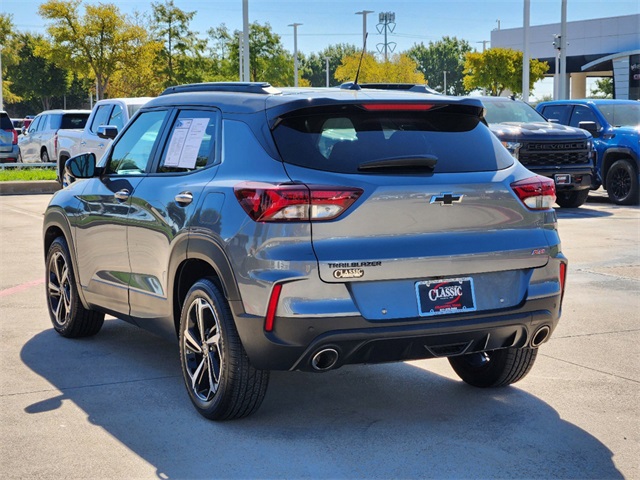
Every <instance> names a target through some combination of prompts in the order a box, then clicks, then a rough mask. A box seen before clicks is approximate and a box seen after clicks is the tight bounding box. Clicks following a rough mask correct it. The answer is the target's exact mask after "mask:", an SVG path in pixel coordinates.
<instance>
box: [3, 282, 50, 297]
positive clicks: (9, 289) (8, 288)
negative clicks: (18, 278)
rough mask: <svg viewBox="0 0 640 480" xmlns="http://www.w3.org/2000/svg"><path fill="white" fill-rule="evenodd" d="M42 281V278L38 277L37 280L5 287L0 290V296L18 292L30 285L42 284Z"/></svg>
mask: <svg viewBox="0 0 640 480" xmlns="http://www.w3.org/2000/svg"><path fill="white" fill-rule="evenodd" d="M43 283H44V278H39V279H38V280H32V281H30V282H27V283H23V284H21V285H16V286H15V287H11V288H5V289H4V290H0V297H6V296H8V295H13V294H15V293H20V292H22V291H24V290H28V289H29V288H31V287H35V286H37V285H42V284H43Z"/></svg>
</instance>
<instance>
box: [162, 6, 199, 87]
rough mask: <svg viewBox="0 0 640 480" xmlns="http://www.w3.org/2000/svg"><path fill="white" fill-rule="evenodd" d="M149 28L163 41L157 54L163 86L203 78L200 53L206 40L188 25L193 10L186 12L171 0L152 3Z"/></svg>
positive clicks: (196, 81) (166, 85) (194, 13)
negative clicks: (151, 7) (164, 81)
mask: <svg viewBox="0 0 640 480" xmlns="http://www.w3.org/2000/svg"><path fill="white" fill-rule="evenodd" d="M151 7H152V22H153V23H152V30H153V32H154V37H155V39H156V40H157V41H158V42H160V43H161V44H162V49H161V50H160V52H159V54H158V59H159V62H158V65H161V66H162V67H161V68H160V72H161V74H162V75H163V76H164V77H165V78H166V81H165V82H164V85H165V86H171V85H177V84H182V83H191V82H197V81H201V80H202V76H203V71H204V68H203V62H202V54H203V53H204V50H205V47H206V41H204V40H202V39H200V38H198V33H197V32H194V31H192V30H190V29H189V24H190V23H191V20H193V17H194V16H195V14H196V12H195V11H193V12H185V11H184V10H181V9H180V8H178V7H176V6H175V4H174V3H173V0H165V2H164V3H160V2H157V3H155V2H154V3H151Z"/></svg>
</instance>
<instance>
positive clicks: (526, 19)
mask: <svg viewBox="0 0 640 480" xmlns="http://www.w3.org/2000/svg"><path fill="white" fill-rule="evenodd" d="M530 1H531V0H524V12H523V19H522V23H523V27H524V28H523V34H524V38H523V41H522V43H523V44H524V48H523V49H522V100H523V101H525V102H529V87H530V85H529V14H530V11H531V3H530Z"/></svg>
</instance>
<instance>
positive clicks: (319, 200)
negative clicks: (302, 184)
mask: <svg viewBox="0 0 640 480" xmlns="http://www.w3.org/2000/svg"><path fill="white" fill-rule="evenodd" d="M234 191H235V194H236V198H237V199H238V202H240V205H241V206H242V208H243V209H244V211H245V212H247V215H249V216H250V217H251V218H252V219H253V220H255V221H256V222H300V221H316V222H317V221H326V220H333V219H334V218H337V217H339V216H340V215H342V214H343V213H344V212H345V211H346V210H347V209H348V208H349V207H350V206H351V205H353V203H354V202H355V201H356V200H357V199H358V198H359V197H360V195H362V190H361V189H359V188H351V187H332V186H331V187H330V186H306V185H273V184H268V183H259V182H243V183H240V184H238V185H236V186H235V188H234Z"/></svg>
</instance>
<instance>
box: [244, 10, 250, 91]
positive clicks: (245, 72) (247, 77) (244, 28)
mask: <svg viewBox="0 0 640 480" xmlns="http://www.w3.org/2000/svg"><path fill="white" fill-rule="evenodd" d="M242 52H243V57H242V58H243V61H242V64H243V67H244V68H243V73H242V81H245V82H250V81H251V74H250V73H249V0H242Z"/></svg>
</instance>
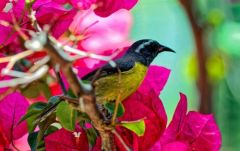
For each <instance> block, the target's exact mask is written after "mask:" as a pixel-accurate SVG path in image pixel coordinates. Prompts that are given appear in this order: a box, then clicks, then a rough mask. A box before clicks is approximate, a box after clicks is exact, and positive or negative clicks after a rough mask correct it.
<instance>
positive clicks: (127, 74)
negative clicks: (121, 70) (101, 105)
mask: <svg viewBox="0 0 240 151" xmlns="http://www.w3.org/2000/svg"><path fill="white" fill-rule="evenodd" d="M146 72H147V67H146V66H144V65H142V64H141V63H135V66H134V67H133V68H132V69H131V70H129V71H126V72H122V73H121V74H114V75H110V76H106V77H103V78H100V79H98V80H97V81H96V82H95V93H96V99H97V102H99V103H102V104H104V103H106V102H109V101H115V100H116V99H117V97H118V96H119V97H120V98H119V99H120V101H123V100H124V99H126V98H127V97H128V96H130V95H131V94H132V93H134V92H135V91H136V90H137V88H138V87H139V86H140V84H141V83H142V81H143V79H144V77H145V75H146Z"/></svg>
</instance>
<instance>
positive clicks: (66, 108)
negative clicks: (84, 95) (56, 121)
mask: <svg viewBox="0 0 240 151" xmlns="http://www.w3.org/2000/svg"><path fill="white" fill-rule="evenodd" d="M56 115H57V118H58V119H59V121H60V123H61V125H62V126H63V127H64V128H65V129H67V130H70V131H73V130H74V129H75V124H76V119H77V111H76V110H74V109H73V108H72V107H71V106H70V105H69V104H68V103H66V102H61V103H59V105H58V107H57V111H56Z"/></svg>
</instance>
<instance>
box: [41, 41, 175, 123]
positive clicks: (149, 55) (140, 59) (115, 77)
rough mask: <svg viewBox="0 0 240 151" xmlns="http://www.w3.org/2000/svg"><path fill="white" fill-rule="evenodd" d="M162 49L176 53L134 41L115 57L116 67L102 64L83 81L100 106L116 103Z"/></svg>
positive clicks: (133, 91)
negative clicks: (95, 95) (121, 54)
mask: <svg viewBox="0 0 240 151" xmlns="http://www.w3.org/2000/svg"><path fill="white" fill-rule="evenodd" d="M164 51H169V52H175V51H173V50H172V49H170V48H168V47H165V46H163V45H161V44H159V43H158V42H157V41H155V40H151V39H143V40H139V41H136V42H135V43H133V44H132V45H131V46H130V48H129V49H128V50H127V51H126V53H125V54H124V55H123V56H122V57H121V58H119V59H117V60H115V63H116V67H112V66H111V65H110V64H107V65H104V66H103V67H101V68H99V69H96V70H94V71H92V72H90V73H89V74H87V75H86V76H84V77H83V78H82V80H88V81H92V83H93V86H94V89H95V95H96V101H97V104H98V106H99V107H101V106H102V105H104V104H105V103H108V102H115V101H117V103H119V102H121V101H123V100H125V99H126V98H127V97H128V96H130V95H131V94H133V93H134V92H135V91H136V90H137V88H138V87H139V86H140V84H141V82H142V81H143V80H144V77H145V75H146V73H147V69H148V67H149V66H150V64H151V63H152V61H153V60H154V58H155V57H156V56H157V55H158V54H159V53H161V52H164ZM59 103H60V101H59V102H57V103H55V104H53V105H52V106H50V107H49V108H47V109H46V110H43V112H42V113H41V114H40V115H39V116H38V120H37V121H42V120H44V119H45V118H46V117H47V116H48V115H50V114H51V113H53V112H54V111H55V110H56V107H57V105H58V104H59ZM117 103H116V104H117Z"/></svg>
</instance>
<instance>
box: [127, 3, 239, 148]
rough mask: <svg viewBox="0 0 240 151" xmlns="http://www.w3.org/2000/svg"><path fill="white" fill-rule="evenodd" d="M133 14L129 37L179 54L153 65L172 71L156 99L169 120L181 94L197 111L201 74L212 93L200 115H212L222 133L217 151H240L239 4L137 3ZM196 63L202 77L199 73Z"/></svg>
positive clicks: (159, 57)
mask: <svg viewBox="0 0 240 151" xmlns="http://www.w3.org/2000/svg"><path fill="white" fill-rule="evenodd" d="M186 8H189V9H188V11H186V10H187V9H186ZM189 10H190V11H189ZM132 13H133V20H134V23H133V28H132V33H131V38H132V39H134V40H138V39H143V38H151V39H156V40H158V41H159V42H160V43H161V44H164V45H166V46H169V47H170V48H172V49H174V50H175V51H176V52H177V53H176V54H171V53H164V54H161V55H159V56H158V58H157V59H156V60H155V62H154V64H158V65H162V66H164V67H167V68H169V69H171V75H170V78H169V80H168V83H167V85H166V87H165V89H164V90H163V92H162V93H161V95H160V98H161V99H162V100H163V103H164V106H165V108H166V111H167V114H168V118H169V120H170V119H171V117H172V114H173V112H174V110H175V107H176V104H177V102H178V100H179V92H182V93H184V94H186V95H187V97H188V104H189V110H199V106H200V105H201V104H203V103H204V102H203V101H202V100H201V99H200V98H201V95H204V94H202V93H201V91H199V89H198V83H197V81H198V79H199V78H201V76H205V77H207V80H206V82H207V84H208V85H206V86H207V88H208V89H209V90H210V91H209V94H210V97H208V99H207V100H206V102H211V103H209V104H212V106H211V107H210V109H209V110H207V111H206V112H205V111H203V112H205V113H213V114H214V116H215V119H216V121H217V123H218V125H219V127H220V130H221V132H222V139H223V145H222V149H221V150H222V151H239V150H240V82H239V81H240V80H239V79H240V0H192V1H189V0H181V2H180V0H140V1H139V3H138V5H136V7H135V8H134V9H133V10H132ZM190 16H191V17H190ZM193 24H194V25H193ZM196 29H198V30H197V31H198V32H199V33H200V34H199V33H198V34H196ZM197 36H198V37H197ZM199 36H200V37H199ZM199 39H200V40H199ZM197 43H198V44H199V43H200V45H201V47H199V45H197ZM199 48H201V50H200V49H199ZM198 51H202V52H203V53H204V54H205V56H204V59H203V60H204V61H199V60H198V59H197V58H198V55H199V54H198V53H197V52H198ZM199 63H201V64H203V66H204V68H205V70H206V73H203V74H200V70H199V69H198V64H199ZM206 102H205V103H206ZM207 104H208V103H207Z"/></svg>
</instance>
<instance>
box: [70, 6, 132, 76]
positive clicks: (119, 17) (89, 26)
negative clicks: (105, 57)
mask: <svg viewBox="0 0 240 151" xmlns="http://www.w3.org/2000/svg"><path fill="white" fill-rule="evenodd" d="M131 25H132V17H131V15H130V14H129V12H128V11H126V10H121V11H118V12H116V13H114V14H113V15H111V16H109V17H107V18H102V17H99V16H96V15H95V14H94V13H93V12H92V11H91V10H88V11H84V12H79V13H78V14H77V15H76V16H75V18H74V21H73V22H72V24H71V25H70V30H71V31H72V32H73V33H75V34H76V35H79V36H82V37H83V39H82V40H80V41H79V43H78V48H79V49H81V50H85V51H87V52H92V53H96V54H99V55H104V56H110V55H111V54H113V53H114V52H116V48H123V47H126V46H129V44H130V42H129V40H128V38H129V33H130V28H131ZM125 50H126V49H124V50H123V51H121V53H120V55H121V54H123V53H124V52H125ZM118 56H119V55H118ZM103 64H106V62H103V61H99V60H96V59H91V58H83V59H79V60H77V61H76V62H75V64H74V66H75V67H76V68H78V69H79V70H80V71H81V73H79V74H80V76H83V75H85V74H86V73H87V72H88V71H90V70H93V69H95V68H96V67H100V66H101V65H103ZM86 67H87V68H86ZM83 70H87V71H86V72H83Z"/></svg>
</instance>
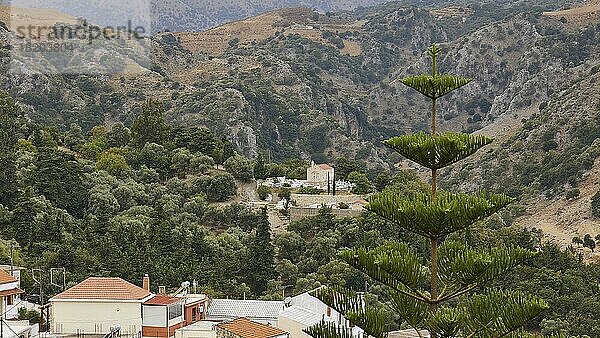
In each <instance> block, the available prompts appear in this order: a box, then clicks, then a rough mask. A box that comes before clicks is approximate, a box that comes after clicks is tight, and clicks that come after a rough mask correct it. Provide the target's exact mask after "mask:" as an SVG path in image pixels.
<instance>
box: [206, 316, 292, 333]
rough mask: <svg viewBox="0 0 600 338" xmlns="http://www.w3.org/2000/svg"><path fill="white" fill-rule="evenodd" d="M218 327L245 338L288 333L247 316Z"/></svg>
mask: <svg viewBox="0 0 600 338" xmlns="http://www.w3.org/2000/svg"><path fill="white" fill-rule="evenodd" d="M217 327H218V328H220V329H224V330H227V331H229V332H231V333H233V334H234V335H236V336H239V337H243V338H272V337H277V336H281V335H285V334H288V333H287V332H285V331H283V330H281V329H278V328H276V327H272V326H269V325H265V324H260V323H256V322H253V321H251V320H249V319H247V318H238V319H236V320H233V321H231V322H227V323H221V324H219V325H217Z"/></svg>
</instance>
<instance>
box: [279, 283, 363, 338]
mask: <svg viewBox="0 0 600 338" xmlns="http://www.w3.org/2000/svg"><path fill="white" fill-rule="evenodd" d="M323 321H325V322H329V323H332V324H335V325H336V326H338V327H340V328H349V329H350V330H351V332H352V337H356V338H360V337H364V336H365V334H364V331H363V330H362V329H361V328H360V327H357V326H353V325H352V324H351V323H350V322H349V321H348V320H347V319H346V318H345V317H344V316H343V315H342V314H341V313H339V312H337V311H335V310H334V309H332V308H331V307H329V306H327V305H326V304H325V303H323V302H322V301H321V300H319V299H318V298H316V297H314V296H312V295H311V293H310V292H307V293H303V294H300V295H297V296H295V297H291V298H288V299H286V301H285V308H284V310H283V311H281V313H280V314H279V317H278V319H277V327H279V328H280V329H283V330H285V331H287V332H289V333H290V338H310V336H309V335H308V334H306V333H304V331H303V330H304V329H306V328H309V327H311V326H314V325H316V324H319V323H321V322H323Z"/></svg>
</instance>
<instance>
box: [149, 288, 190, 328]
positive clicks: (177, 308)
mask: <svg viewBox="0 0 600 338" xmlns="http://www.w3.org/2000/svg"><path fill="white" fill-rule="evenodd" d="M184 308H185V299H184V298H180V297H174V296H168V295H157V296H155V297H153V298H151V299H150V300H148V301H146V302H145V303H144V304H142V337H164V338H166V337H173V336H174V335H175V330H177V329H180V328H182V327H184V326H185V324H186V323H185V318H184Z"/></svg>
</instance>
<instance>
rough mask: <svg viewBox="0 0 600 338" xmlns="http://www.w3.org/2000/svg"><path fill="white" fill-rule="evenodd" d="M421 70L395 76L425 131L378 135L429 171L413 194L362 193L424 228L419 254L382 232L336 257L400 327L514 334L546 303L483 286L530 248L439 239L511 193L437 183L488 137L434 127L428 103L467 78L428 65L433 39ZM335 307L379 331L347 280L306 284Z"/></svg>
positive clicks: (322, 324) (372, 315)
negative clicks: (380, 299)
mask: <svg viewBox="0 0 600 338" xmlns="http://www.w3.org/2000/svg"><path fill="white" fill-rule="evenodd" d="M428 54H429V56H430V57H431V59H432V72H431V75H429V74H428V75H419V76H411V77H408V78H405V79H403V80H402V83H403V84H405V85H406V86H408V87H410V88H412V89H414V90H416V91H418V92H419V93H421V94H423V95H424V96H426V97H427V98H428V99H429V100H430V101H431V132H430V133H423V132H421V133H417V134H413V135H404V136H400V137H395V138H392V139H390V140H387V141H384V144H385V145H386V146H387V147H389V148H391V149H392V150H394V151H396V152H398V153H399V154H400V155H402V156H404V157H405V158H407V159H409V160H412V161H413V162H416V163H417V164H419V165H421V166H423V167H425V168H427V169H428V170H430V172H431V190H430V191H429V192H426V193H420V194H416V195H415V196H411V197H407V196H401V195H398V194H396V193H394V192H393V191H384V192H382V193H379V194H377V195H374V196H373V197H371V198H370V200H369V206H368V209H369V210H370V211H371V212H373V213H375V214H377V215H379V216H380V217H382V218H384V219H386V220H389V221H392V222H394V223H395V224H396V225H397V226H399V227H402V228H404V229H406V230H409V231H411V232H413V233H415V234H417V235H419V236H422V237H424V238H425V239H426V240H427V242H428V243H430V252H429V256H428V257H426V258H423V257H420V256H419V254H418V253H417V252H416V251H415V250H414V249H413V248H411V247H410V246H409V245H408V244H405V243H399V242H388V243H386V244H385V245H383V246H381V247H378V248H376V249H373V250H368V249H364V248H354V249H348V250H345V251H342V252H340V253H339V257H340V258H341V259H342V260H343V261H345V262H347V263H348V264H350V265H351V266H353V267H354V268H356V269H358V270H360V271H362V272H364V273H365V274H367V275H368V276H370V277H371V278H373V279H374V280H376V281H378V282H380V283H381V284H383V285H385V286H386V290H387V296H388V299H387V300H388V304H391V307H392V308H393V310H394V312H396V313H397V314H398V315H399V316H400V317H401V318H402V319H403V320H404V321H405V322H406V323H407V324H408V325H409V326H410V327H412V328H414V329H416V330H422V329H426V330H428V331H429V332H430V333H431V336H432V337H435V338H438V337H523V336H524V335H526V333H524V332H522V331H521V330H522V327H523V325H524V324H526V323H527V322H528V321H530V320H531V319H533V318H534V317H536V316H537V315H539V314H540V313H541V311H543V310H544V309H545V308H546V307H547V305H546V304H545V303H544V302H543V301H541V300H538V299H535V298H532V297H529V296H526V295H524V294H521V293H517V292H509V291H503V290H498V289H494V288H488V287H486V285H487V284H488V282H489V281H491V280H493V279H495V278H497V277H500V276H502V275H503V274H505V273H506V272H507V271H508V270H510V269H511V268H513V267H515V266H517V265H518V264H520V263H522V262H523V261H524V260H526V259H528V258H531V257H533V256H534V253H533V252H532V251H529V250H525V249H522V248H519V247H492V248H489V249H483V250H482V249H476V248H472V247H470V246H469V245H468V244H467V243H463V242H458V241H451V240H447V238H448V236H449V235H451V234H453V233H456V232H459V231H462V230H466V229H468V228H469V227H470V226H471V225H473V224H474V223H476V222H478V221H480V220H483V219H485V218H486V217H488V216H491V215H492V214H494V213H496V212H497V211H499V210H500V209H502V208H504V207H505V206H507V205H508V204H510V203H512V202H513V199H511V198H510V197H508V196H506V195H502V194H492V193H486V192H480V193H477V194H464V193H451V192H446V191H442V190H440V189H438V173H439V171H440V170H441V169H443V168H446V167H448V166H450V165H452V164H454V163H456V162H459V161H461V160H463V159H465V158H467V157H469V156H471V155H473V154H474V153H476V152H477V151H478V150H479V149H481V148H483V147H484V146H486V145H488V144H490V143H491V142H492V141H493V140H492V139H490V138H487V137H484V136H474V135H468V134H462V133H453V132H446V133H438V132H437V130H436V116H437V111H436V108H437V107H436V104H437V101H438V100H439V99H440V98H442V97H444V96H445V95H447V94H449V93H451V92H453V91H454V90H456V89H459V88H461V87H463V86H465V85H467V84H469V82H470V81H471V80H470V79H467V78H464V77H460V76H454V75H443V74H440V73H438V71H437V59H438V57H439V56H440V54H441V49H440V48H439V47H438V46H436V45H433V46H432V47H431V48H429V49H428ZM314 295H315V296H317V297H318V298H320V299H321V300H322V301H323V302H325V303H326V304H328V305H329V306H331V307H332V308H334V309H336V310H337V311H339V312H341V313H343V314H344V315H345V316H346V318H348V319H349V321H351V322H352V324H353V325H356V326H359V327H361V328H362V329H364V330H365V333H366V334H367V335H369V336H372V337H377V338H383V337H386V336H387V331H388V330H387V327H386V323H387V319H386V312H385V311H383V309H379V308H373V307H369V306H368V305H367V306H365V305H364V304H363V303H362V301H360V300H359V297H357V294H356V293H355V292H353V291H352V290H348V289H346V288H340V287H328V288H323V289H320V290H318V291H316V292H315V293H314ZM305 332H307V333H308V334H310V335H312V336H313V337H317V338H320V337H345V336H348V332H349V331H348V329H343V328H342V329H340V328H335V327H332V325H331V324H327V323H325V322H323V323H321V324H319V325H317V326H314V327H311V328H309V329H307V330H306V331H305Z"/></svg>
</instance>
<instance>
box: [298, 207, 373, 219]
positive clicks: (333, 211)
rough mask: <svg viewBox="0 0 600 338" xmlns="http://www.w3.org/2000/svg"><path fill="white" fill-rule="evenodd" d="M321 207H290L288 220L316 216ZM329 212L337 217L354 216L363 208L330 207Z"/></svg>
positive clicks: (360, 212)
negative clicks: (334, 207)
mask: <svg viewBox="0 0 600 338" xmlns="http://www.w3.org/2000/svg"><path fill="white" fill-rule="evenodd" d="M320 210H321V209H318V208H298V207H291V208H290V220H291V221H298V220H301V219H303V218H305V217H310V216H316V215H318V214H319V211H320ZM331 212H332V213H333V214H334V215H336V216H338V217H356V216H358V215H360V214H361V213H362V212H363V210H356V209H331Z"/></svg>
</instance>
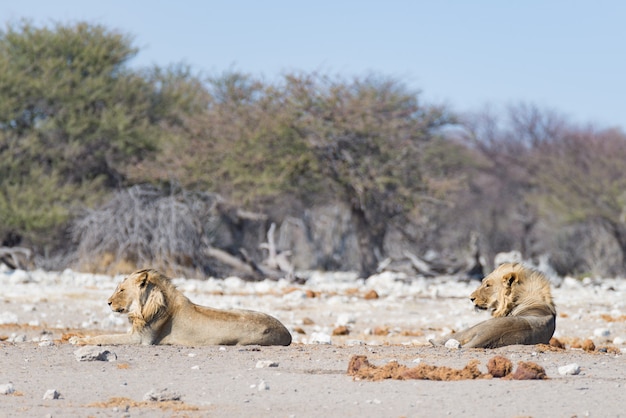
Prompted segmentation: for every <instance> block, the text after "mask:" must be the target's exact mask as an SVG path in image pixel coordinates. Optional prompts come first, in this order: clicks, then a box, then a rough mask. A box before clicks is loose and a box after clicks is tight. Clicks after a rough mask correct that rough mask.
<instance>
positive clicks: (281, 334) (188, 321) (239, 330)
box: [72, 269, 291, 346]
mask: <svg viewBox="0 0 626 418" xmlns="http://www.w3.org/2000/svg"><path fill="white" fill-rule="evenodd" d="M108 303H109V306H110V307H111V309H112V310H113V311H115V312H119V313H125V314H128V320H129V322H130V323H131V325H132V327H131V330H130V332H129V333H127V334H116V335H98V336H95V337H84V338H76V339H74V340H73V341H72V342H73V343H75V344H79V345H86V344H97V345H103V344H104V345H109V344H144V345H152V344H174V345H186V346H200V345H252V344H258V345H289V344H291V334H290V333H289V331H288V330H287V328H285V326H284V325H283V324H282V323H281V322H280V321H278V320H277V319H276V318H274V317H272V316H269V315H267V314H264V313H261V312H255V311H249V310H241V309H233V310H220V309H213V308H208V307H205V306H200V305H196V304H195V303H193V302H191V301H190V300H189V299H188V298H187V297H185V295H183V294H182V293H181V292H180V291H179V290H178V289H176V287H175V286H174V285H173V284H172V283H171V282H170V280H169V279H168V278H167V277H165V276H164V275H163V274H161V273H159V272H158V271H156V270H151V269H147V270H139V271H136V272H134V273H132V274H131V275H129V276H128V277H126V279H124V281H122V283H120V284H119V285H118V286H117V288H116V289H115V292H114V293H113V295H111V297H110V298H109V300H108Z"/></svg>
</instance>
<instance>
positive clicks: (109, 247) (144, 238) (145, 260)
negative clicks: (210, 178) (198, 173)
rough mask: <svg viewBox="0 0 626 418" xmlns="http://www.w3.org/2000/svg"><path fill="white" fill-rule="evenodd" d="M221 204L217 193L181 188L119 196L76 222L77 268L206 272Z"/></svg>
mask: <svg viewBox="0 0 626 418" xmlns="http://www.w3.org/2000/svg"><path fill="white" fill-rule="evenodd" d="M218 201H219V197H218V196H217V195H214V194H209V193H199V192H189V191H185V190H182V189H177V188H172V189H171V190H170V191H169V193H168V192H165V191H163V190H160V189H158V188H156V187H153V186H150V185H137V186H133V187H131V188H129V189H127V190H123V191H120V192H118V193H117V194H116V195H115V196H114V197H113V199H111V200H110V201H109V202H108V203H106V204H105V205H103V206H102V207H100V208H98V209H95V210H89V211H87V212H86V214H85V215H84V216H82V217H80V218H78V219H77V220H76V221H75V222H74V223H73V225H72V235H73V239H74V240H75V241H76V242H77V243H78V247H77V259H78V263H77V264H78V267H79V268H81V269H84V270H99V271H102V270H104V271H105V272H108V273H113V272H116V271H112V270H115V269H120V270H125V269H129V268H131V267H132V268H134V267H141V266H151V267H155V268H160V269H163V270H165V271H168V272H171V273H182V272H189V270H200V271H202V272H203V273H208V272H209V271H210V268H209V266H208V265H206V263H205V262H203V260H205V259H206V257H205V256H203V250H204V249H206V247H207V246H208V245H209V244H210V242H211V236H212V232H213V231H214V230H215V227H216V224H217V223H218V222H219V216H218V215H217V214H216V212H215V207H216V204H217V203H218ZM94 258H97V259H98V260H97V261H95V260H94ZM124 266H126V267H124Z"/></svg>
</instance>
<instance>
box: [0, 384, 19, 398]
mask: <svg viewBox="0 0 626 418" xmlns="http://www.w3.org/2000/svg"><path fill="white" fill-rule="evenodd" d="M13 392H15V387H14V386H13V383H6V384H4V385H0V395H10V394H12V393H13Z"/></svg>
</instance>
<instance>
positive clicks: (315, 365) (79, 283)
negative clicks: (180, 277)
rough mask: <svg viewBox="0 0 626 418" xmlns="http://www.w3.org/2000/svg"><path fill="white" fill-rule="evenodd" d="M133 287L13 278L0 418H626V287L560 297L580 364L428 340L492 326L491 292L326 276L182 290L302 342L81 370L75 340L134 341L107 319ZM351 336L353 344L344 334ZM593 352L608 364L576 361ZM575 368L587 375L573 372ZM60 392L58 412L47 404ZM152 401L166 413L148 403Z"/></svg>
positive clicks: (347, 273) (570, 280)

Exercise directions
Write out nothing but the lines from the start of the data through the line with "positive clicks: (196, 81)". Leave out the pictures.

Solution for this task
Every <instance> names a target through some combination of prompts in the order a box, then clicks, then a rough mask. A box seen before clicks is approximate and a box seen after clicks is the tight bounding box. Clicks following a rough mask correct it. The answer is the target's exact mask after "mask:", an SVG path in pixel coordinates.
<instance>
box: [3, 282, 50, 297]
positive clicks: (9, 289) (8, 288)
negative clicks: (18, 278)
rough mask: <svg viewBox="0 0 640 480" xmlns="http://www.w3.org/2000/svg"><path fill="white" fill-rule="evenodd" d="M42 281V278L38 277L37 280L5 287L0 290V296L18 292L30 285L42 284Z"/></svg>
mask: <svg viewBox="0 0 640 480" xmlns="http://www.w3.org/2000/svg"><path fill="white" fill-rule="evenodd" d="M43 283H44V278H39V279H38V280H32V281H30V282H27V283H23V284H21V285H16V286H15V287H11V288H5V289H4V290H0V297H6V296H8V295H13V294H15V293H20V292H22V291H24V290H28V289H29V288H31V287H35V286H37V285H42V284H43Z"/></svg>
</instance>
<instance>
box: [162, 6, 199, 87]
rough mask: <svg viewBox="0 0 640 480" xmlns="http://www.w3.org/2000/svg"><path fill="white" fill-rule="evenodd" d="M149 28L163 41L157 54L163 86L203 78L200 53L206 40L188 25L193 10L186 12L171 0L152 3Z"/></svg>
positive clicks: (196, 81) (166, 85) (194, 13)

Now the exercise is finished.